*REQUIREMENT 1*
Reproduce the stretch of the soul mates thread from "I was watching" through "of effort in." word for word.
*REQUIREMENT 2*
In the soul mates thread, rewrite the paragraph beginning "If I'm honest, from the very first time" more briefly, keeping its main facts.
*REQUIREMENT 3*
Continue the forum thread on soul mates from where it stops.

# Do You Believe In Soul Mates?



## magneticheart (Mar 1, 2009)

There was a thread on this a while ago but I just thought that maybe peoples opinions might have changed since they posted in that thread.

My friend is really into the whole soul mate thing and doesn't get why I'm cynical about it.

I believe in fate but I don't believe in soul mates. I personally don't think there's a perfect person out there for everyone. I think you meet someone and you work hard at your relationship and sometimes it works and sometimes it doesn't.

So, do you believe in soul mates?


----------



## Saja (Mar 1, 2009)

I do. but I dont believe that its always the person you end up with. I think a sole mate is someone you are forever attached to, but not necissarily your partner.


----------



## pinksugar (Mar 1, 2009)

omg I am so glad you asked this....

I was watching 'sleepless in seattle' the other day, and they went on about how you touch 'him' and it's just 'magic' you just KNOW he's the one.

Well... MY friggen ASS. I don't believe that for a second. I wouldn't base a relationship on physical touch alone! my boss said as soon as she opened the door and saw her now-hubby standing there, that she KNEW, but frankly, I'm cynical too. I base a relationship on mutual respect, compatability, genuine affection, trust, compromise, and both parties putting the same amount of effort in.

If I'm honest, from the very first time my current bf and I met, the way he touched me has always felt so remotely different from anyone I've ever dated, he FEELS respectful, in every single touch, the way he holds my hand or rubs my back feels like he is proud to be standing with me.

Do I think that this means we're soulmates who will be together forever? It's a lovely concept and I really wish it were true, but I couldn't possibly make such a massive call as that - it may work out with the bf, I'd really really like it to, since he's just the most genuinely caring and generous person I've ever met, but who knows what will happen down the track.

Mutual trust built up over years of dating essentially means a lot more than some random 'magical moment' IMO.


----------



## Lucy (Mar 1, 2009)

i think the idea of soulmates is scary! what if you don't find him?? lol

i don't believe it in really. i think there are some people you are better suited to than others, but that's true of all relatonships- friendships, family, there are always people you "click" with and people you dont.


----------



## Aprill (Mar 1, 2009)

I totally believe because I found him...once upon a time...I thought it was crap but I got my soulmate.


----------



## HairEgo (Mar 1, 2009)

Originally Posted by *magneticheart* /img/forum/go_quote.gif There was a thread on this a while ago but I just thought that maybe peoples opinions might have changed since they posted in that thread.

My friend is really into the whole soul mate thing and doesn't get why I'm cynical about it.

I believe in fate but I don't believe in soul mates. I personally don't think there's a perfect person out there for everyone. I think you meet someone and you work hard at your relationship and sometimes it works and sometimes it doesn't.

So, do you believe in soul mates?

*SUPPLIED DATA*
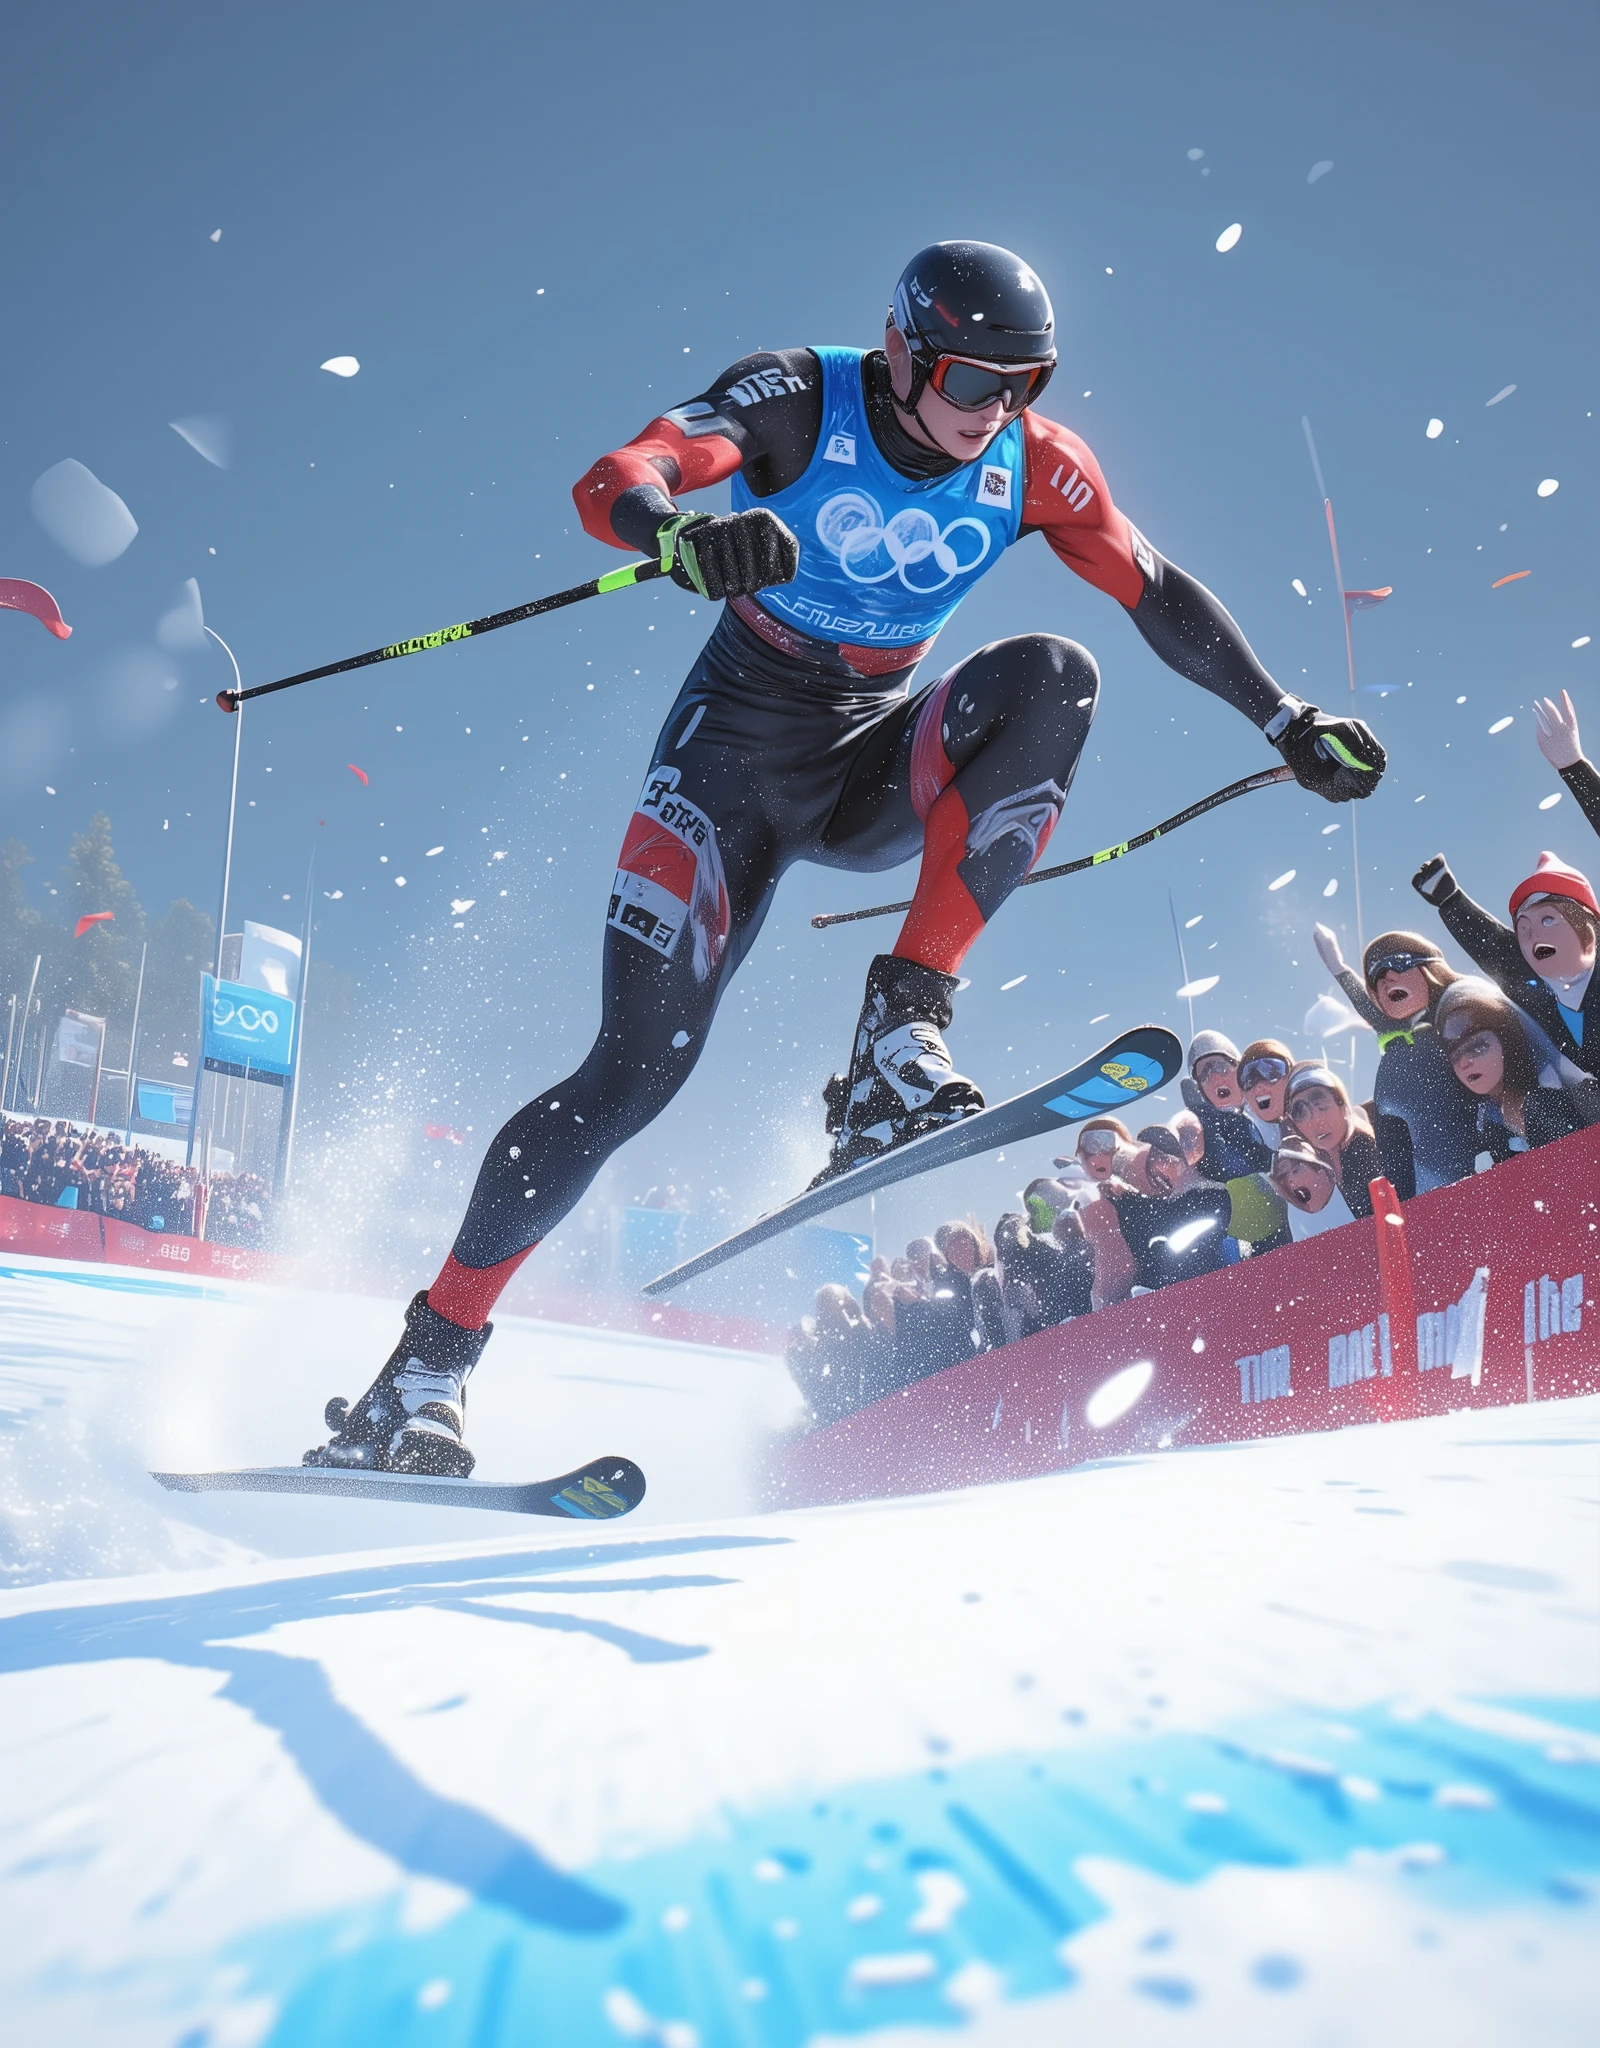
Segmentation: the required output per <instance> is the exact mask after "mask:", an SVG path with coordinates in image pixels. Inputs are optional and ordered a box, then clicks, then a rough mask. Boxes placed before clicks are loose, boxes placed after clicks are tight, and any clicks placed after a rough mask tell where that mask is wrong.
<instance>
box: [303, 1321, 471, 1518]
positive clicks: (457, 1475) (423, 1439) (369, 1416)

*WRITTEN ANSWER 1*
I was watching 'sleepless in seattle' the other day, and they went on about how you touch 'him' and it's just 'magic' you just KNOW he's the one.

Well... MY friggen ASS. I don't believe that for a second. I wouldn't base a relationship on physical touch alone! my boss said as soon as she opened the door and saw her now-hubby standing there, that she KNEW, but frankly, I'm cynical too. I base a relationship on mutual respect, compatability, genuine affection, trust, compromise, and both parties putting the same amount of effort in.

*WRITTEN ANSWER 2*
From our first meeting, my boyfriend's touch has felt different from anyone I've dated. It feels respectful every time, and when he holds my hand or rubs my back, it seems he is proud to be with me.

*WRITTEN ANSWER 3*
I agree with you 100001%


----------



## laurafaye (Mar 1, 2009)

Originally Posted by *pinksugar* /img/forum/go_quote.gif omg I am so glad you asked this....
I was watching 'sleepless in seattle' the other day, and they went on about how you touch 'him' and it's just 'magic' you just KNOW he's the one.

Well... MY friggen ASS. I don't believe that for a second. I wouldn't base a relationship on physical touch alone! my boss said as soon as she opened the door and saw her now-hubby standing there, that she KNEW, but frankly, I'm cynical too. I base a relationship on mutual respect, compatability, genuine affection, trust, compromise, and both parties putting the same amount of effort in.

If I'm honest, from the very first time my current bf and I met, the way he touched me has always felt so remotely different from anyone I've ever dated, he FEELS respectful, in every single touch, the way he holds my hand or rubs my back feels like he is proud to be standing with me.

Do I think that this means we're soulmates who will be together forever? It's a lovely concept and I really wish it were true, but I couldn't possibly make such a massive call as that - it may work out with the bf, I'd really really like it to, since he's just the most genuinely caring and generous person I've ever met, but who knows what will happen down the track.

Mutual trust built up over years of dating essentially means a lot more than some random 'magical moment' IMO.

I completely agree!


----------



## katana (Mar 1, 2009)

Originally Posted by *Saja* /img/forum/go_quote.gif I do. but I dont believe that its always the person you end up with. I think a sole mate is someone you are forever attached to, but not necissarily your partner. That was how I always thought about it too....Who knows...though.

My mom met my dad as a child, and she said she knew for a fact at 12 yrs old, that he was THE one, meant for her. They've been married 25 years now


----------



## Ozee (Mar 1, 2009)

I have always loved the romantic idea of it, love at first sight that kind of thing.

I do believe you feel something first time you met,see,talk to someone..sometimes its lust mistaken for love, but everynow and again some lucky people get love at first sight.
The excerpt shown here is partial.